Repeat every line of the material below exactly.

■ **Input**:
= Beginning of Section =
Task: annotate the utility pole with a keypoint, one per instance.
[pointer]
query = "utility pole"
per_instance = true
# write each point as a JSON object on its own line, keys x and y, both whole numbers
= End of Section =
■ **Output for this exercise**:
Task: annotate the utility pole with a keypoint, one per instance.
[pointer]
query = "utility pole"
per_instance = true
# write each point as a JSON object on its own line, keys x and y, both whole numbers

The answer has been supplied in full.